====== Document segment ======

HOW HE SEES IT An act of God, assisted by humans
By JOHN HALL
MEDIA GENERAL NEWS SERVICE
WASHINGTON -- Looting in the streets, some of it while police stood by and watched; hospital patients on rooftops waving bed sheets for help that never seemed to come; dead bodies being shoved aside like so much debris; awful scenes of a general breakdown in order, as refugees were brought to the New Orleans Superdome even as it was declared unfit for human habitation.
These were scenes from New Orleans that shocked and depressed the country last week. Yet amid the chaos there were examples of people coping the best they could in one of the country's worst natural disasters. A big, rich neighboring state, Texas, came through for Louisiana without a moment's hesitation. People were snatched from roofs in daring Coast Guard helicopter lifts, though there didn't seem to be any good place prepared to put them except the Superdome, with its overflowing toilets.
Packages of ready-to-eat meals saved thousands of refugees from hunger. The Red Cross was on the way and squadrons of clean-up and rebuilding experts from the Federal Emergency Management Agency were assembling. The Navy was sending in ships laden with water and other supplies.
Yet, everything seemed dreadfully slow in arriving. At Children's Hospital in New Orleans at one point last week, sick children were reported huddling with nurses waiting in vain for help to arrive as looters were beating down the doors.
Sometimes you can look at these scenes of natural disaster and their immediate aftermath and despair that the United States has not moved very far up the scale of advanced nations. Maybe we are not so far up the list of civilized countries as our wealth and federal budget say we are.

====== Data under study ======

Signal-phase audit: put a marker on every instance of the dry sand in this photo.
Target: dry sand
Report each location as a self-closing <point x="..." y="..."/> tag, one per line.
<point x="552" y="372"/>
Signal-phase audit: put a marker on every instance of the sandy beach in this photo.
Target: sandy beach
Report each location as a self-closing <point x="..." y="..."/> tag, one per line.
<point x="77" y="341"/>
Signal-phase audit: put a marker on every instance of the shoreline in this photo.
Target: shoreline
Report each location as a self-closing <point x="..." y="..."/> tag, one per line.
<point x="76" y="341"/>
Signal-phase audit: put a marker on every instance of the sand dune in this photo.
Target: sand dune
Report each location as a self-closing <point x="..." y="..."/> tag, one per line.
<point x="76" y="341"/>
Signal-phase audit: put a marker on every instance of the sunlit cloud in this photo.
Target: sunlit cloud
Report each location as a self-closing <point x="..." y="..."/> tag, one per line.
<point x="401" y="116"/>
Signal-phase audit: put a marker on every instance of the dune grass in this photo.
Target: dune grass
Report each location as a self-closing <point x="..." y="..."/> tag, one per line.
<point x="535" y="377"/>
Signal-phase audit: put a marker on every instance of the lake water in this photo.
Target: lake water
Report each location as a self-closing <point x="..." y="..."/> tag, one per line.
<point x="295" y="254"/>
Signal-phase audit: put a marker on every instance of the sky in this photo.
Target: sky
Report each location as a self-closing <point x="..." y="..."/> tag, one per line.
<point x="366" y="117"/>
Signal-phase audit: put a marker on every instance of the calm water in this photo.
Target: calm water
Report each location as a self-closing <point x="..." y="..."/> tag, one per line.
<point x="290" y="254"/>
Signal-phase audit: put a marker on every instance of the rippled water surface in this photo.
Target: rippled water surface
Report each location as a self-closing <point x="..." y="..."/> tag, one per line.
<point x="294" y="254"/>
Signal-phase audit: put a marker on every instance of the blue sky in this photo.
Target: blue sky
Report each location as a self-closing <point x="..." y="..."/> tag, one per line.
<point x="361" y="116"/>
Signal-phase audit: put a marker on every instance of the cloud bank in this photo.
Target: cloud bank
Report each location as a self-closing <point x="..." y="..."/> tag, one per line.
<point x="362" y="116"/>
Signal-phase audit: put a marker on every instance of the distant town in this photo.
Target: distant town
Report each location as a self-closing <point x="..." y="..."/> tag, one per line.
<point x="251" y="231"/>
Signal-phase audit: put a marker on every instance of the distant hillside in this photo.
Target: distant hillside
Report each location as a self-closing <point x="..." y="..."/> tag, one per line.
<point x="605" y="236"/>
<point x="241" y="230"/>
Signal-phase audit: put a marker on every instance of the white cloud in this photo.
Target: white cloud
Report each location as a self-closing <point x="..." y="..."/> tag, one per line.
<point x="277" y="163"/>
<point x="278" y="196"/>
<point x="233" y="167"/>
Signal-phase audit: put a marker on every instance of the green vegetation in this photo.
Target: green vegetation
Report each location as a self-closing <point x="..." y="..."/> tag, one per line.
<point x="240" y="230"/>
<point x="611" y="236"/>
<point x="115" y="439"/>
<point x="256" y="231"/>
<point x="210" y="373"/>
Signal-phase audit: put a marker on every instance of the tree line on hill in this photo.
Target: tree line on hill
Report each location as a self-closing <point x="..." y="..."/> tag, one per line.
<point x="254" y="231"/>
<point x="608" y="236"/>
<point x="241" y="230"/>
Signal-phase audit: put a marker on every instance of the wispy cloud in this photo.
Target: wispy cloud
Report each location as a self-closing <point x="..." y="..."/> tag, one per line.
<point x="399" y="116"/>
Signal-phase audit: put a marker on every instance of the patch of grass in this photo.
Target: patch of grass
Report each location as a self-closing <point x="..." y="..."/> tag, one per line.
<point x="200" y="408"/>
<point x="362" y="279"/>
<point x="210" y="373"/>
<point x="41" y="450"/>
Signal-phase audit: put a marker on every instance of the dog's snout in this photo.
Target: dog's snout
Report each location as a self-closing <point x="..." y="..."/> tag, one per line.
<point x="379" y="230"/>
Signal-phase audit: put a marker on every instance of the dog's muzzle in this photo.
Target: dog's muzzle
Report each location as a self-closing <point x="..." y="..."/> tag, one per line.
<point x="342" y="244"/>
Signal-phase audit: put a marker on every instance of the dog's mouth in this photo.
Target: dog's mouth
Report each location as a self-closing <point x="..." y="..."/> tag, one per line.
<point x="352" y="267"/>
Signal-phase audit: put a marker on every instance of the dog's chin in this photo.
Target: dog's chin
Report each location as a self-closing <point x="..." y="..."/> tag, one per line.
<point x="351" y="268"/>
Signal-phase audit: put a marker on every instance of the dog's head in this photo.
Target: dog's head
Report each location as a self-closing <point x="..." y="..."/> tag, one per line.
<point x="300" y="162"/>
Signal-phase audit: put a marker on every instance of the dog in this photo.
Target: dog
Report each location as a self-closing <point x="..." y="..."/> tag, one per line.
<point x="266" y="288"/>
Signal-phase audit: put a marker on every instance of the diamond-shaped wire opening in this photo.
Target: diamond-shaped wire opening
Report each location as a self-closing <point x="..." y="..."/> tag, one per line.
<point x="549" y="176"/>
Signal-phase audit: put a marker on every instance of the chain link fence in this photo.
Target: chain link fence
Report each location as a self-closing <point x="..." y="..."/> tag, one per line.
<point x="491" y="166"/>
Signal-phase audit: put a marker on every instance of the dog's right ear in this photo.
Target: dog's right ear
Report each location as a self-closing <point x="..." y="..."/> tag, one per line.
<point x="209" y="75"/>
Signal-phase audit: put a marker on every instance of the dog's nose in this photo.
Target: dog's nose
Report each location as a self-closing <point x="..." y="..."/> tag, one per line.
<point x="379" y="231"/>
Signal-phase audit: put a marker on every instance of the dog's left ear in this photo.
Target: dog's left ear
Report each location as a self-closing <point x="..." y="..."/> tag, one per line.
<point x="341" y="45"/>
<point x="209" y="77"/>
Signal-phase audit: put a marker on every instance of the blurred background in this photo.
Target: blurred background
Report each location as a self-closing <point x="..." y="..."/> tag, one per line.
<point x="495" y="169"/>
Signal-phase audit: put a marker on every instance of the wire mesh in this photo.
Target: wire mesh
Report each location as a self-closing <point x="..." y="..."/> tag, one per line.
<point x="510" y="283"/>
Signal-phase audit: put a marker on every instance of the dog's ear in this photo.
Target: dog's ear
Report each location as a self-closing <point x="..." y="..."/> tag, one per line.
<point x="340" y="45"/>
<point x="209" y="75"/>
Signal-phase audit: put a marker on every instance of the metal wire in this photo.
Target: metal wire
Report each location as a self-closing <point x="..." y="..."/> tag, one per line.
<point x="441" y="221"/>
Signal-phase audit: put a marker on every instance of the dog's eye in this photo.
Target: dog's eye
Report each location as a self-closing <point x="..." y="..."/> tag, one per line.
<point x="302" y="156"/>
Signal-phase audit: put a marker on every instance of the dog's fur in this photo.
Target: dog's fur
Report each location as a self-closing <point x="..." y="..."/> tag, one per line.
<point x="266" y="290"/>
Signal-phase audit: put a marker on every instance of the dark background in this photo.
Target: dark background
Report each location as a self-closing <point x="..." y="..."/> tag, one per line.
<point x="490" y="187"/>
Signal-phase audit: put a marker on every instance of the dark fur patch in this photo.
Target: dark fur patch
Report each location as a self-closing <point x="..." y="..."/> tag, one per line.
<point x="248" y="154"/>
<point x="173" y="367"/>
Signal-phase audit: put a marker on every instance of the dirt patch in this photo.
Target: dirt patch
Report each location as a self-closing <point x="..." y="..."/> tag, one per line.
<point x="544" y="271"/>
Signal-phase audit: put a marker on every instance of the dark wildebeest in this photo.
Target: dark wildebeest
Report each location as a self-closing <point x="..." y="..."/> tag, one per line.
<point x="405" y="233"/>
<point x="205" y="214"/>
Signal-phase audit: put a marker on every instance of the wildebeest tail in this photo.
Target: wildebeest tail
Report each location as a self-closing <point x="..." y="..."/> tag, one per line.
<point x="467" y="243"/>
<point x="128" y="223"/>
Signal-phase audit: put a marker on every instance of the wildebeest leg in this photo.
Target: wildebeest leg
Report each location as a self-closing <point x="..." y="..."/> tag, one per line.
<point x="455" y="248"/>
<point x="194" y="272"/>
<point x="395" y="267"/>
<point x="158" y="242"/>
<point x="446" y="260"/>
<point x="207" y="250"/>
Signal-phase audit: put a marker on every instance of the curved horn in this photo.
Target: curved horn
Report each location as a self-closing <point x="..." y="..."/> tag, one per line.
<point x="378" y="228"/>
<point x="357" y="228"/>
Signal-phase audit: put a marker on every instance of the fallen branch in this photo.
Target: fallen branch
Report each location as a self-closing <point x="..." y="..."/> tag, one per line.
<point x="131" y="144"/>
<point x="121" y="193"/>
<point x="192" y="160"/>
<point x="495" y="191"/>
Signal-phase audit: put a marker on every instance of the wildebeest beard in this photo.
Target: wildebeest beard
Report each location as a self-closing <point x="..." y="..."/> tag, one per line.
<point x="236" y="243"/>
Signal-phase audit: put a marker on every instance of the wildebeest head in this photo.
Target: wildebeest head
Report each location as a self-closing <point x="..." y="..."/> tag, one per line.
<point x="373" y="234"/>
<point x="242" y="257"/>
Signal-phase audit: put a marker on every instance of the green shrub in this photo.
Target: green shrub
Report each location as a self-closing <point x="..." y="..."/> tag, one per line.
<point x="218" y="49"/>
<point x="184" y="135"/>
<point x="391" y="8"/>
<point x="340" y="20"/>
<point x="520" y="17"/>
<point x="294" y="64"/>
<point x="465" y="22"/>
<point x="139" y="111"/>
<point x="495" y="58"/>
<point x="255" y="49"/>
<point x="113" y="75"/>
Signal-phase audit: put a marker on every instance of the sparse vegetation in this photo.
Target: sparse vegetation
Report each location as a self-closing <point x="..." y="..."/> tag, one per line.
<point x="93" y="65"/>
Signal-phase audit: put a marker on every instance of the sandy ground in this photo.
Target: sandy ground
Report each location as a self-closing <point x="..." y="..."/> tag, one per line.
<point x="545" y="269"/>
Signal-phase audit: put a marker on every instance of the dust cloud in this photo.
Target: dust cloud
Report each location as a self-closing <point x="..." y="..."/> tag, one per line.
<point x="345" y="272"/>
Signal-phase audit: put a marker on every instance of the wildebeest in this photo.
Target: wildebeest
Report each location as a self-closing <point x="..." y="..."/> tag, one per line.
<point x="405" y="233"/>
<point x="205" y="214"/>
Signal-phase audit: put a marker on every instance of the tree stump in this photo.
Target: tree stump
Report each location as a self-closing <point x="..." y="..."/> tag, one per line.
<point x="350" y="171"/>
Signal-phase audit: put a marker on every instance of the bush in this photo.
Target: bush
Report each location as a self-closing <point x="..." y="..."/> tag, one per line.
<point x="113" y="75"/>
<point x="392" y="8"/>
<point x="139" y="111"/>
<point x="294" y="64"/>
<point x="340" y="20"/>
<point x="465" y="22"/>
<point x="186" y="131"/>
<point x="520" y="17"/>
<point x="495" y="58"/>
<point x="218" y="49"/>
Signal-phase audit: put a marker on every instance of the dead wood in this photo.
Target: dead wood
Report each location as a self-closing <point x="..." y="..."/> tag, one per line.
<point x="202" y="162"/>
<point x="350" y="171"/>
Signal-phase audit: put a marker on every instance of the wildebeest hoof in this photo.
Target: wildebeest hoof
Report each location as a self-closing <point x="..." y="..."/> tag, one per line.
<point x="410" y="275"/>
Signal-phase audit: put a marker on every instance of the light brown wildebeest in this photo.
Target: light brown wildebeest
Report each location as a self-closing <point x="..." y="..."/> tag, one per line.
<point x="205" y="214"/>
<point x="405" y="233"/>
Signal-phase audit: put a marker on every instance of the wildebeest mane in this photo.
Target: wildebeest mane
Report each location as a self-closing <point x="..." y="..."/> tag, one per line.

======

■ **Work instructions**
**A)** Output, word for word, the stretch of the New Orleans column that starts with the words containing "Packages of ready-to-eat" and finishes with "down the doors.".
**B)** According to the New Orleans column, what saved thousands of refugees from hunger?

■ **Answers to the exercises**
**A)**
Packages of ready-to-eat meals saved thousands of refugees from hunger. The Red Cross was on the way and squadrons of clean-up and rebuilding experts from the Federal Emergency Management Agency were assembling. The Navy was sending in ships laden with water and other supplies.
Yet, everything seemed dreadfully slow in arriving. At Children's Hospital in New Orleans at one point last week, sick children were reported huddling with nurses waiting in vain for help to arrive as looters were beating down the doors.

**B)** Packages of ready-to-eat meals saved thousands of refugees from hunger.